Each entry below should be retyped exactly, with nothing omitted.

[Stored dataset items]

--

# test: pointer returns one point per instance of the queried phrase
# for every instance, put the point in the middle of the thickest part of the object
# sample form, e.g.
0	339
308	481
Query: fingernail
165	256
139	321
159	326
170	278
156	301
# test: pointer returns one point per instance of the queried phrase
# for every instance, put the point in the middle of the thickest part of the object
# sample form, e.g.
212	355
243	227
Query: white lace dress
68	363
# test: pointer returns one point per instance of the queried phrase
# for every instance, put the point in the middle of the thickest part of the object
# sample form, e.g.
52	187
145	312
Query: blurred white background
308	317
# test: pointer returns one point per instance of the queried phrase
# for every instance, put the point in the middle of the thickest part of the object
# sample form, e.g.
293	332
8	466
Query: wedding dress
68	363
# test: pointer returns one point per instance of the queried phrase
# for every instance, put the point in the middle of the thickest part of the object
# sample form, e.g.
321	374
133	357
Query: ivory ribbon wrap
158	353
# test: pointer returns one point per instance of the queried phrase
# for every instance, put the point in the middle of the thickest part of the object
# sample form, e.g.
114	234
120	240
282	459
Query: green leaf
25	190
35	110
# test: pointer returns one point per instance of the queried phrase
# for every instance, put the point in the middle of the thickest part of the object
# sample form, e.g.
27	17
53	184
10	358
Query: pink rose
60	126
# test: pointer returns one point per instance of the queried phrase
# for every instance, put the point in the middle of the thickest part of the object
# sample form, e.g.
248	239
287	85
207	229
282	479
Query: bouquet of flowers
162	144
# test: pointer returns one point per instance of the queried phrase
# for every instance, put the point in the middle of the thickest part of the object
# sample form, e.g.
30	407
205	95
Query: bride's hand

--

Output:
# test: pointer returns one point per instance of the queried phrase
# for every instance, put the point in the middle of the thickest part of the object
# sample form, e.g.
0	339
308	481
Query: fingernail
165	256
139	321
159	326
170	278
156	301
# test: pointer returns one point per instance of the queried phrase
# for every instance, put the point in the middle of the thickest part of the object
# sample form, e.g.
212	355
243	227
Query: white lace dress
68	363
# test: pointer returns one point per instance of the queried phrase
# for every instance, put the point in the middle of the thickest part of the object
# sample form, e.g.
52	187
145	312
Query: blurred white background
308	317
# test: pointer returns one point per instance of the queried phrase
# for every instance, put the point in the middle of the thickest part of the object
# sample form, e.g.
293	332
8	466
Query: wedding dress
68	363
# test: pointer returns one point per instance of the queried phrase
# for every instance, put the point in the middle of the thickest part of the object
# sample form, e.g.
321	374
133	357
Query: ivory ribbon wrap
158	353
# test: pointer returns one point per instance of the queried phrase
# for every instance, put the point in the middle of the thickest part of the object
# sample form, e.g.
114	234
120	240
282	459
Query: green leaf
25	190
35	110
# test: pointer returns one point per instance of the queried phrase
# for every instance, put the point in the middle of the thickest part of the object
# sample form, e.g.
27	17
53	184
10	358
Query: pink rose
60	126
# test: pointer returns one point per instance of the queried phrase
# for every instance, put the point in the middle of the thickest part of the object
# sample form, e.g.
248	239
287	85
207	229
282	479
Query: bouquet of flowers
162	144
# test: pointer returns one point per instance of the queried phrase
# for every instance, put the point in the middle of the thickest part of the object
# sample form, e.g.
30	407
205	95
Query: bride's hand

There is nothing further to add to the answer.